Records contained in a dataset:
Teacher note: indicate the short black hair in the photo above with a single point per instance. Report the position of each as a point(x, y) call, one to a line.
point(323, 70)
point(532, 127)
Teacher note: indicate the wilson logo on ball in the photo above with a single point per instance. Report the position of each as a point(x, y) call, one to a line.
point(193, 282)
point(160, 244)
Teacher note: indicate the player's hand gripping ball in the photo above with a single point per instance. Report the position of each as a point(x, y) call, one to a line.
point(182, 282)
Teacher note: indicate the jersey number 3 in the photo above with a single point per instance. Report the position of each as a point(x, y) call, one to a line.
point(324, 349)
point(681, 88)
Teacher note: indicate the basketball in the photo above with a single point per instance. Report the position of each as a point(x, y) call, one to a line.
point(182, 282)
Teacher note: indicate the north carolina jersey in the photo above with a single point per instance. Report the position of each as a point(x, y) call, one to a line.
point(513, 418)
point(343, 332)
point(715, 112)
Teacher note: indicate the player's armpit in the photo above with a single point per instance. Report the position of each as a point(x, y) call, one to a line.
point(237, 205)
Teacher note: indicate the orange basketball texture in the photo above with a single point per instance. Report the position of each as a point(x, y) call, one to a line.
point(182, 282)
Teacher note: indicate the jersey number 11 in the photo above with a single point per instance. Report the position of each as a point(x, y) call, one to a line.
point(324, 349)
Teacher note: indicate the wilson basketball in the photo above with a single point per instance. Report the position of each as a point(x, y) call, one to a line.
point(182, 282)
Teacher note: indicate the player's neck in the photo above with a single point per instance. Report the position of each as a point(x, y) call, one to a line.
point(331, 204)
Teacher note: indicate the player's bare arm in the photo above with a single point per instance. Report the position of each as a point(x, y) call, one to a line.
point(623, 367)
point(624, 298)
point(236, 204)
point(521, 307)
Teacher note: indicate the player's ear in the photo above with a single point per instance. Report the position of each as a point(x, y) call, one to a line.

*Task item*: Reproduce verbatim the stretch of lines beginning with the one containing "Teacher note: indicate the north" and ending at the close of the entries above.

*Solution for this task*:
Teacher note: indicate the north carolina jersey in the photo above with a single point per instance. Report the position of each as a point(x, y) call, one to a line.
point(513, 418)
point(343, 332)
point(715, 112)
Teacher note: indicate the player's armpit in the photo above with a single point per instance. Report the position of each as a point(x, y) call, one to a line.
point(237, 205)
Teacher note: indicate the orange basketball texture in the photo above with a single point per instance. Report the position of each as a point(x, y) call, one to a line.
point(182, 282)
Teacher note: indicate the jersey number 11 in the photo above with a single point per instance. Report the position of each as a point(x, y) call, one to a line.
point(324, 349)
Teacher note: indicate the wilson basketball in the photo above with a single point per instance. Report the position of each as a point(x, y) call, one to a line.
point(182, 282)
Teacher note: indicate the player's neck in the photo above with a single point per instance. Report the position of each as a point(x, y) call, one to a line.
point(331, 204)
Teacher note: indicate the player's bare arm in the photo above with a single point per instance. Report the position of each as a point(x, y) call, one to a line.
point(623, 367)
point(624, 298)
point(236, 204)
point(521, 307)
Teacher note: indicate the player's ear in the photo above with a single point per instance. Report the position of each as a point(x, y) call, one to a line.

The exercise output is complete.